— START DATA —

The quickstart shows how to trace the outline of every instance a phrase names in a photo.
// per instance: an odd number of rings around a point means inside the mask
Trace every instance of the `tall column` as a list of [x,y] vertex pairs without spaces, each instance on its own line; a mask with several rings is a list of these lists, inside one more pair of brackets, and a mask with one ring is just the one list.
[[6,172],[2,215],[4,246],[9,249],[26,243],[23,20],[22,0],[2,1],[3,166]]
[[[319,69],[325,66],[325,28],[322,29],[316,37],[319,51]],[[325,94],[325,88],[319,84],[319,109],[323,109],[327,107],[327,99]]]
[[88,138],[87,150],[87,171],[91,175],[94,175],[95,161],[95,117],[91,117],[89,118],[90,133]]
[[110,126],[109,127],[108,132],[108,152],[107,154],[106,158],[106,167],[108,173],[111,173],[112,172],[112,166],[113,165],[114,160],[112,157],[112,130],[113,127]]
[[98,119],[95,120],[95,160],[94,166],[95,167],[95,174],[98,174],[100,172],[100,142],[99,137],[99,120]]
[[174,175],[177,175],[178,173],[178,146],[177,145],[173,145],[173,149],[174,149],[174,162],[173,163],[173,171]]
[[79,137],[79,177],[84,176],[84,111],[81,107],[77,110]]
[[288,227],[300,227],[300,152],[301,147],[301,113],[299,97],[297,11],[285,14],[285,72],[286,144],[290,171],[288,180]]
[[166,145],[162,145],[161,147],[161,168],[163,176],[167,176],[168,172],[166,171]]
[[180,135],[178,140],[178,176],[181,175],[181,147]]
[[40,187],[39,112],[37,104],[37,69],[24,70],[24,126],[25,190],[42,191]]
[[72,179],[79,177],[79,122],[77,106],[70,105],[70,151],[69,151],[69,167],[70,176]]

— END DATA —

(TASK INSTRUCTIONS):
Output the records above as a two-column CSV with the header names "instruction" and "outlines", one row per request. Put the request text and its full answer each in a single quoted field, replacing every line break with a space.

(FINISHED ANSWER):
instruction,outlines
"The quickstart shows how to trace the outline of every instance a phrase names in a photo. // per instance: an odd number of rings around a point means inside the mask Trace every instance of the `tall column` as a list of [x,y] vertex pairs without spaces, each instance on its own line; a mask with several rings is a list of these lists, inside one more pair of brackets, and a mask with one ring is just the one list.","[[6,172],[2,215],[4,246],[9,249],[26,243],[23,20],[22,0],[2,1],[3,166]] [[[319,69],[325,66],[325,28],[322,29],[316,37],[319,51]],[[325,94],[325,88],[319,84],[319,109],[323,109],[327,107],[327,99]]] [[88,138],[87,150],[87,171],[91,175],[94,175],[95,161],[95,117],[91,117],[89,118],[90,133]] [[110,126],[109,127],[108,132],[108,152],[107,154],[106,158],[106,167],[108,173],[111,173],[112,172],[112,166],[113,165],[114,160],[112,157],[112,130],[113,127]] [[98,119],[95,120],[95,160],[94,166],[95,167],[95,174],[98,174],[100,172],[100,142],[99,137],[99,120]] [[174,175],[177,175],[178,173],[178,146],[177,145],[173,145],[173,149],[174,149],[174,162],[173,163],[173,171]] [[79,137],[79,177],[84,176],[84,111],[81,107],[77,110]] [[288,227],[300,227],[300,152],[301,147],[301,113],[299,97],[297,11],[285,14],[285,72],[286,144],[290,171],[288,180]] [[166,145],[162,145],[161,147],[161,168],[163,176],[167,176],[168,172],[166,171]] [[180,135],[178,140],[178,176],[181,175],[181,147]] [[40,187],[39,112],[37,104],[37,69],[24,70],[24,126],[25,190],[42,191]] [[72,179],[79,177],[79,122],[77,106],[70,105],[70,151],[69,151],[69,167],[70,176]]"